> [INSTRUCTIONS TO FOLLOW]:
In every row below, replace "query phrase" with "search term" and reproduce the lines with no other changes. Omit the pictures from your output.

— begin EXERCISE INPUT —

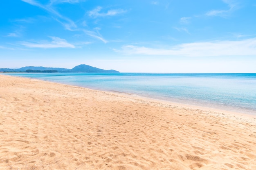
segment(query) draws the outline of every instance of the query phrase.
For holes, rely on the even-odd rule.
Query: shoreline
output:
[[[201,73],[199,73],[201,74]],[[231,73],[232,74],[232,73]],[[236,74],[236,73],[234,73]],[[253,74],[253,73],[252,73]],[[23,76],[13,76],[11,74],[4,74],[6,75],[7,76],[15,76],[20,77],[23,77]],[[162,101],[162,102],[169,102],[171,104],[173,104],[174,105],[184,105],[188,107],[193,107],[194,108],[198,107],[200,108],[206,109],[209,109],[209,110],[213,110],[218,111],[220,112],[228,112],[229,113],[231,113],[231,114],[235,114],[236,115],[238,114],[242,114],[244,115],[245,116],[248,116],[249,117],[252,117],[254,118],[256,118],[256,112],[254,111],[251,111],[250,110],[247,110],[246,109],[242,109],[241,108],[236,107],[234,106],[225,106],[225,105],[220,105],[216,104],[214,103],[208,101],[195,101],[195,100],[182,100],[182,99],[179,99],[175,98],[166,98],[163,97],[160,97],[160,96],[153,96],[151,95],[143,95],[142,94],[132,94],[130,92],[119,92],[118,91],[115,90],[115,89],[104,89],[104,88],[95,88],[94,87],[91,87],[90,86],[83,86],[83,85],[79,85],[79,84],[76,84],[76,83],[65,83],[65,82],[61,82],[58,81],[51,81],[49,80],[45,80],[43,79],[40,79],[37,78],[29,78],[31,79],[36,79],[38,80],[40,80],[44,81],[47,81],[48,82],[53,82],[56,83],[58,83],[61,84],[65,84],[67,85],[72,85],[77,87],[80,87],[83,88],[85,88],[89,89],[94,89],[95,90],[99,90],[100,91],[103,92],[114,92],[117,93],[117,94],[129,94],[132,95],[133,96],[137,96],[139,97],[141,97],[142,98],[144,98],[145,99],[148,99],[149,100],[152,99],[153,100],[155,100],[156,101]]]
[[[256,119],[0,74],[0,169],[256,169]]]

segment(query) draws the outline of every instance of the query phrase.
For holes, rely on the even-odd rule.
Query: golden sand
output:
[[[0,169],[256,170],[256,119],[0,75]]]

— end EXERCISE INPUT —

> [EXERCISE OUTPUT]:
segment(query) draws the outline of every instance of the search term.
For holes, rely on the even-odd rule.
Query: shoreline
output:
[[[201,73],[199,73],[201,74]],[[231,73],[232,74],[232,73]],[[236,74],[236,73],[234,73]],[[253,74],[253,73],[252,73]],[[23,76],[13,76],[11,74],[4,74],[6,75],[7,76],[15,76],[20,77],[23,77]],[[162,101],[162,102],[169,102],[171,104],[173,104],[174,105],[184,105],[188,107],[193,107],[194,108],[198,107],[200,108],[206,109],[209,109],[209,110],[213,110],[218,111],[220,112],[228,112],[229,113],[231,113],[231,114],[235,114],[236,115],[238,114],[242,114],[244,115],[245,116],[248,116],[249,117],[252,117],[254,118],[256,118],[256,112],[254,111],[251,111],[250,110],[247,110],[246,109],[242,109],[241,108],[236,107],[234,106],[225,106],[225,105],[220,105],[216,104],[214,103],[208,101],[195,101],[195,100],[182,100],[182,99],[179,99],[175,98],[166,98],[163,97],[160,97],[160,96],[153,96],[151,95],[143,95],[142,94],[132,94],[130,92],[119,92],[118,91],[115,90],[115,89],[104,89],[104,88],[95,88],[94,87],[91,87],[90,86],[83,86],[83,85],[79,85],[79,84],[76,84],[76,83],[65,83],[65,82],[61,82],[58,81],[51,81],[49,80],[45,80],[43,79],[40,79],[37,78],[29,78],[31,79],[36,79],[38,80],[40,80],[44,81],[47,81],[48,82],[53,82],[56,83],[58,83],[61,84],[65,84],[67,85],[72,85],[77,87],[80,87],[83,88],[85,88],[89,89],[94,89],[95,90],[99,90],[100,91],[103,92],[114,92],[117,93],[117,94],[129,94],[132,95],[133,96],[137,96],[139,97],[141,97],[142,98],[144,98],[145,99],[148,99],[149,100],[152,99],[153,100],[155,100],[156,101]]]
[[[256,119],[0,74],[0,169],[256,169]]]

segment(query) draws the outline of every instance of the search term.
For holes, rely on the even-odd rule.
Query: golden sand
output:
[[[0,169],[256,170],[256,119],[0,75]]]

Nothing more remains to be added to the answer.